## Exercise objective
Could you render the records below as a JSON list of strings, one per line, starting at the beginning of the records and ending at the line that contains "0,17,600,90"? Leave out blank lines and the pictures.
═════ Materials provided ═════
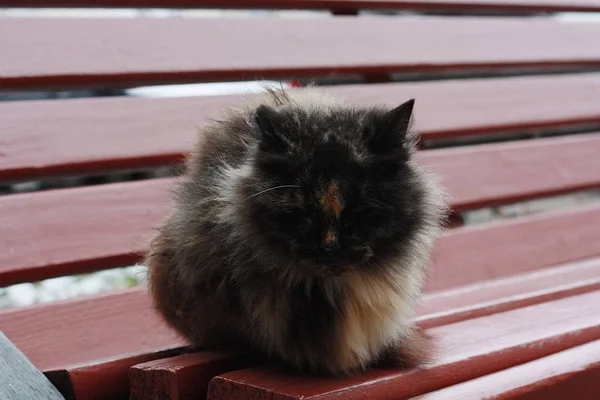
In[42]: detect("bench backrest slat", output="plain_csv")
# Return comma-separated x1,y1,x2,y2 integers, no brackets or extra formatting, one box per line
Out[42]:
0,73,600,181
0,0,600,12
0,17,600,90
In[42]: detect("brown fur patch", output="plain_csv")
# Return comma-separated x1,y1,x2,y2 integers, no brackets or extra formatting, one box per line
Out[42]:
336,273,410,368
321,181,344,218
325,231,337,244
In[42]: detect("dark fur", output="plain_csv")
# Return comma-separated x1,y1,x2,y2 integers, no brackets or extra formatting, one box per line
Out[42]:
147,92,446,374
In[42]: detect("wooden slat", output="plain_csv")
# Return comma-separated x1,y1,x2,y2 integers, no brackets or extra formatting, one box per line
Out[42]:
0,179,169,286
5,74,600,180
417,133,600,211
0,288,184,372
129,351,256,400
208,291,600,400
417,340,600,400
416,259,600,328
0,17,600,89
0,0,600,12
45,346,187,400
0,134,600,285
0,259,600,399
130,259,600,400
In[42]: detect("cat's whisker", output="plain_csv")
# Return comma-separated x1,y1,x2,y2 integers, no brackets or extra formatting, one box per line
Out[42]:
246,185,301,200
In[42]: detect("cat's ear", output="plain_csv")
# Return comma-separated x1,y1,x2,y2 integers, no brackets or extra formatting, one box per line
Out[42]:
368,99,415,152
254,105,287,151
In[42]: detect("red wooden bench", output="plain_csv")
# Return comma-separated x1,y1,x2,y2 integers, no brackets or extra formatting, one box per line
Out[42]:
0,0,600,400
═════
## Task output
[
  "In[42]: detect(\"bench backrest slat\", output=\"plain_csv\")",
  "# Return comma-separated x1,y1,x2,y2 integers, no brackets or extra formatting, one box per line",
  "Out[42]:",
  "0,73,600,181",
  "0,0,600,12",
  "0,17,600,90"
]